◆ **BRIEF**
Start at the line containing "of the wall-mounted" and transcribe every line exactly through the end of the records below, and only those lines.

(Some records)
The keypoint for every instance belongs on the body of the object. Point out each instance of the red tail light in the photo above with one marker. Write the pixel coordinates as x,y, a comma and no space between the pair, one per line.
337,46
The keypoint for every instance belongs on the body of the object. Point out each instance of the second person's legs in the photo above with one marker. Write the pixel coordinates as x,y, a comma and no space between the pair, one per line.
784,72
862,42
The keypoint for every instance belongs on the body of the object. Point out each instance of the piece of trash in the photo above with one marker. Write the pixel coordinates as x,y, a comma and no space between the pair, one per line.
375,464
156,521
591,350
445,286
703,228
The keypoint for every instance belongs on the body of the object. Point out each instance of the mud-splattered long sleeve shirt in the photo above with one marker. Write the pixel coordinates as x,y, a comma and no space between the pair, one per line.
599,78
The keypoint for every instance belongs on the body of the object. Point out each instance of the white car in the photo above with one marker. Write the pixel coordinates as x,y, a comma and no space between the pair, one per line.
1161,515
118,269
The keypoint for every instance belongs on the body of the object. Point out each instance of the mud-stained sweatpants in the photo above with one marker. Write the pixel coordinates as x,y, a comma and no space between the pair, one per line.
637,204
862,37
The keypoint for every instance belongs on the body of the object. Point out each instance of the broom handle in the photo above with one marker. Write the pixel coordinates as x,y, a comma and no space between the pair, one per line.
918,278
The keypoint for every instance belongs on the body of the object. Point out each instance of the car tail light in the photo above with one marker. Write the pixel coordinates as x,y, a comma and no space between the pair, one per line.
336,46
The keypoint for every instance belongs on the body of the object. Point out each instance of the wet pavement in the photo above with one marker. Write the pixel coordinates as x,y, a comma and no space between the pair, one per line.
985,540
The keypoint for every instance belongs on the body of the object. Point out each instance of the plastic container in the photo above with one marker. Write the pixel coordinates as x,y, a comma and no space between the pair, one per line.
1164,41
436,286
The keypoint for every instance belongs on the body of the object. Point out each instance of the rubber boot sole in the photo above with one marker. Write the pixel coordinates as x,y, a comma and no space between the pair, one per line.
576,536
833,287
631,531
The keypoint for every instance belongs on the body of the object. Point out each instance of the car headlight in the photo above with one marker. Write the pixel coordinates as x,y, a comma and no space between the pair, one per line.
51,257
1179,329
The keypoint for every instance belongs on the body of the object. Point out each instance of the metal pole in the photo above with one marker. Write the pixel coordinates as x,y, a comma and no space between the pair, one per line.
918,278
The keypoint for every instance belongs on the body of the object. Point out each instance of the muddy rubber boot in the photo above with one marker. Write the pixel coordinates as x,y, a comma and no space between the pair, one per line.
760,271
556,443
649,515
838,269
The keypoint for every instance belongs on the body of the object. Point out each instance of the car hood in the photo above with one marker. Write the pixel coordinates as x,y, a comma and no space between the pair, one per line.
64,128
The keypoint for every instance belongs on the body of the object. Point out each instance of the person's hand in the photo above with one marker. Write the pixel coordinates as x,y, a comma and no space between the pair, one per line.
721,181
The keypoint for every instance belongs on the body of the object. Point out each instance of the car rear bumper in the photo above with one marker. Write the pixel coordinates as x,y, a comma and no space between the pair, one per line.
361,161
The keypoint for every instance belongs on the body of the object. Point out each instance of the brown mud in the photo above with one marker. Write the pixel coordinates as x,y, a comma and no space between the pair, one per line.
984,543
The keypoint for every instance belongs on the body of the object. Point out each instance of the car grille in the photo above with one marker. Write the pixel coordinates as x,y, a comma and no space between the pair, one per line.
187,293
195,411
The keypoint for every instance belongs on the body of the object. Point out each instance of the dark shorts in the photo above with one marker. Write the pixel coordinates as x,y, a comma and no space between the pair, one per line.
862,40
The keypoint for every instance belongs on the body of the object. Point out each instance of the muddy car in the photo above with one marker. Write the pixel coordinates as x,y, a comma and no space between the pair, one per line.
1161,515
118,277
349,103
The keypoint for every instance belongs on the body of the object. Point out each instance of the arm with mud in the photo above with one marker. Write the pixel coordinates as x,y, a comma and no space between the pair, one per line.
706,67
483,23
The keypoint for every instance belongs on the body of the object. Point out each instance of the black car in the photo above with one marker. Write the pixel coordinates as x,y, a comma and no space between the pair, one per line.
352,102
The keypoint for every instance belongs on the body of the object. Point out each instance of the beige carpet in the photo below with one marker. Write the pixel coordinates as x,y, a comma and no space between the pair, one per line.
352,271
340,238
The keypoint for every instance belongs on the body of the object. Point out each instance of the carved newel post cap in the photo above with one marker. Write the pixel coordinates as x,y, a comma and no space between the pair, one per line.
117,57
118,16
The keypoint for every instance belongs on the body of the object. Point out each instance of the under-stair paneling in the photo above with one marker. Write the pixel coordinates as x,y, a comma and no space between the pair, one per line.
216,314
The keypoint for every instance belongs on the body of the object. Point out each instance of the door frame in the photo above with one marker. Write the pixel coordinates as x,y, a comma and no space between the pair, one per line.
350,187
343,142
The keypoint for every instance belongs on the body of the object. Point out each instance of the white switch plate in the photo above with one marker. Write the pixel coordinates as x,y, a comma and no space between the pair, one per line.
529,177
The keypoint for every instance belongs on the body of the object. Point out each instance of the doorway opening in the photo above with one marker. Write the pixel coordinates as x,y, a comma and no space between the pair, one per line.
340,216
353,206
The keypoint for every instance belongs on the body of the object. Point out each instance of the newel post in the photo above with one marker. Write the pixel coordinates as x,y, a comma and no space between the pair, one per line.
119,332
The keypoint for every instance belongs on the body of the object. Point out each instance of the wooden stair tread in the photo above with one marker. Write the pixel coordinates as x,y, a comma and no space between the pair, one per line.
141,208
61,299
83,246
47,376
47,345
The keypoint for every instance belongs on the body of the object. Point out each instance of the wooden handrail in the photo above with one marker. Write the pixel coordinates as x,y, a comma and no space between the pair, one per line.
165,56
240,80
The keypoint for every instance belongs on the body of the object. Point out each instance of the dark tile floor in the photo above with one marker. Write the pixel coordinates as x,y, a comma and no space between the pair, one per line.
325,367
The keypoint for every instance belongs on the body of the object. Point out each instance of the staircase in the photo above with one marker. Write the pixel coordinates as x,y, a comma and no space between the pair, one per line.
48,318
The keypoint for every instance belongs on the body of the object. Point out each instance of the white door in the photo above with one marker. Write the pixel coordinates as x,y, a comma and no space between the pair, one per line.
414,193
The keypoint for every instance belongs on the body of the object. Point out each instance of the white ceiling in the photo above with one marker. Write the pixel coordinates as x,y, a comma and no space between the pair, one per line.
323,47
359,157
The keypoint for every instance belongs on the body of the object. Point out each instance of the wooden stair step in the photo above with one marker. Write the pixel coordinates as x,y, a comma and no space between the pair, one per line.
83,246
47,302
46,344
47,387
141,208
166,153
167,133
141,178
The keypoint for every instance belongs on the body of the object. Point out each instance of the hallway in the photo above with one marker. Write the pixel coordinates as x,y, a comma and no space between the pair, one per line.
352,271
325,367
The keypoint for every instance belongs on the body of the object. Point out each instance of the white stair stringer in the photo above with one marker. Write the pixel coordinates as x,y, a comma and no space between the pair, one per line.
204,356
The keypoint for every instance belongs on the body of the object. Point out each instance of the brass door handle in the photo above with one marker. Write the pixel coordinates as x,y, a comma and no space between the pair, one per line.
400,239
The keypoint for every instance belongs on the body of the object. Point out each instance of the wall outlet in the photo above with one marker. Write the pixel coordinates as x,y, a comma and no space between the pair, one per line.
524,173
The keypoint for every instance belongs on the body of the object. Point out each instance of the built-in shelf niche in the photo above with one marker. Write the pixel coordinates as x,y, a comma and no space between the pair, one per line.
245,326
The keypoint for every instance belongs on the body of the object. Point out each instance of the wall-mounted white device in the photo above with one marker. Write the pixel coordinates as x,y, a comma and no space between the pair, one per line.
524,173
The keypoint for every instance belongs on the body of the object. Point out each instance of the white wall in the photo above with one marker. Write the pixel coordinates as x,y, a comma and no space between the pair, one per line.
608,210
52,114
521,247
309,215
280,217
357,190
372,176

◆ **RESPONSE FOR THIS EXERCISE**
The keypoint for every instance belongs on the body of the object. Point out each instance of the wall-mounted white device in the photo above with one marker. Write the pixel coordinates as x,y, a comma and no space between the pair, one per line.
524,173
The keypoint for every instance belongs on the body of the object. Point out each instance of the white wall in the photo above with one marker. Write the pixel coordinates as x,y, a comma and no space between the pair, one per line.
608,210
52,114
521,247
309,215
280,217
357,190
372,176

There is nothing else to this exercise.